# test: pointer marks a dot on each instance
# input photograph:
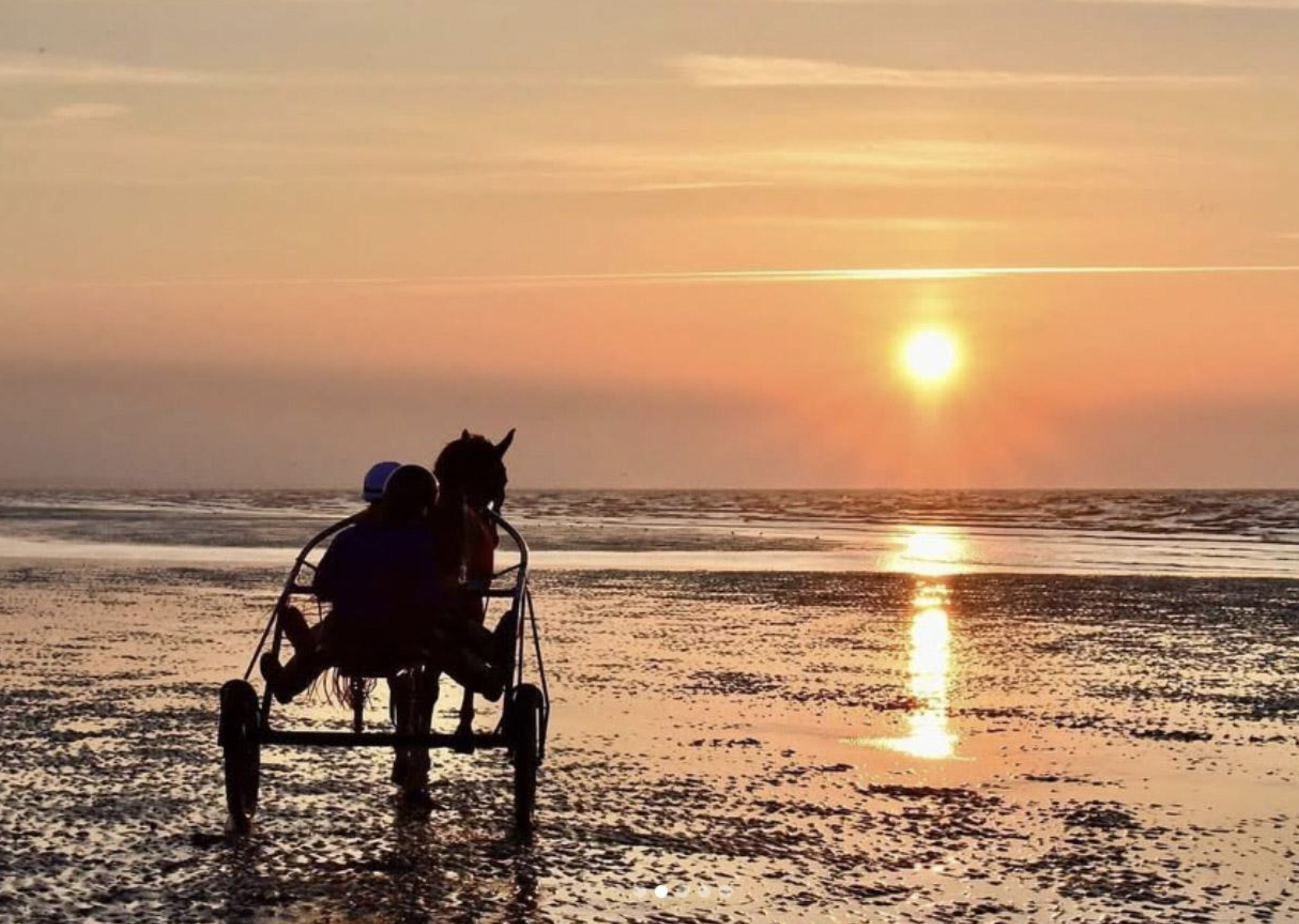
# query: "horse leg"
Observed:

--

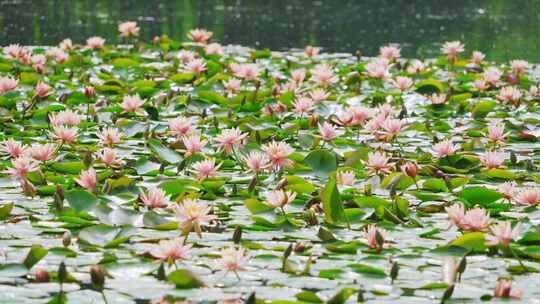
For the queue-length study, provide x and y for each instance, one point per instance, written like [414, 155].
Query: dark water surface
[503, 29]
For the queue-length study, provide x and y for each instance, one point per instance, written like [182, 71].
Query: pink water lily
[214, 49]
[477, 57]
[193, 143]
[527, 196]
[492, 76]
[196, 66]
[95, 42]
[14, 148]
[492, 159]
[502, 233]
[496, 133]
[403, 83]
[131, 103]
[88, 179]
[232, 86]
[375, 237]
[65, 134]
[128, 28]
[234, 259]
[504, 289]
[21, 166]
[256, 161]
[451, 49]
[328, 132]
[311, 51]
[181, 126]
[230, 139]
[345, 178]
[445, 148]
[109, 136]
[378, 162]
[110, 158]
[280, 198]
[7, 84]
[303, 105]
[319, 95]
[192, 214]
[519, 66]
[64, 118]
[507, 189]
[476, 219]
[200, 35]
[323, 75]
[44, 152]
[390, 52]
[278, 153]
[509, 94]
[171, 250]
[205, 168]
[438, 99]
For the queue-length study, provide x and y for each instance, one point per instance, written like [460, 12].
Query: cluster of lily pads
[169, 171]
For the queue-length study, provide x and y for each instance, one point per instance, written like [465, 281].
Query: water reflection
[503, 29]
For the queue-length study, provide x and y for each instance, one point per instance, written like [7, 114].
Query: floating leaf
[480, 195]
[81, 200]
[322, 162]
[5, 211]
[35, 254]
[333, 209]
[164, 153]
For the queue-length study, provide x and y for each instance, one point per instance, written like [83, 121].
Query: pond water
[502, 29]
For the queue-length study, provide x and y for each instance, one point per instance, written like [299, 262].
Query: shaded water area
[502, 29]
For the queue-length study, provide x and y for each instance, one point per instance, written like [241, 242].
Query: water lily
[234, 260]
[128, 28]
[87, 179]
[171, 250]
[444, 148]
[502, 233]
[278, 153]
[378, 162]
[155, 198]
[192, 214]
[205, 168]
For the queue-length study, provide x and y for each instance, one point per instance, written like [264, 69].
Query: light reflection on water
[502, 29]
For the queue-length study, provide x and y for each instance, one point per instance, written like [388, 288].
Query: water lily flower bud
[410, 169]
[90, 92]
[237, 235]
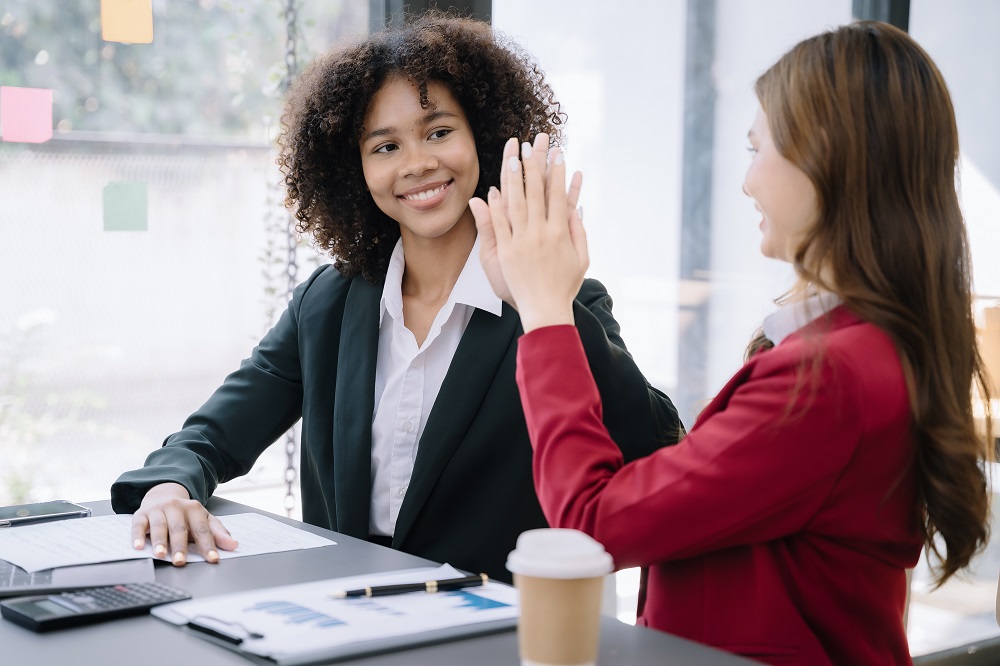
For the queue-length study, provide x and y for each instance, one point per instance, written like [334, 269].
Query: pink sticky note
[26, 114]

*EXERCISE DETAILS*: Find every line in the records that contains the string "lily", matching case exactly, and copy each of those lines.

*RESULT OF THIS EXERCISE*:
Query: pink water lily
Query: cluster of lily pads
Query: water lily
Query: water lily flower bud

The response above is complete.